DATA SUPPLIED:
■ ■ ■ ■

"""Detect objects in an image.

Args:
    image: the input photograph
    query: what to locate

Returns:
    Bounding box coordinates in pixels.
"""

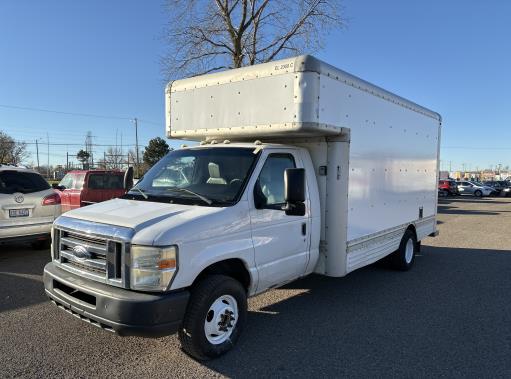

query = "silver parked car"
[456,180,494,197]
[0,165,60,247]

■ ■ ■ ■

DIRECTION: Give back every line of the records above exactly as it appears, but leave out the picture.

ANSWER FOR THIS EXERCISE:
"""Detect objects in an image.

Args:
    image: the input photograph
    query: what to locate

Returns:
    Bounding box coordinates in pixels.
"""


query = "silver parked car"
[456,180,494,197]
[0,165,60,247]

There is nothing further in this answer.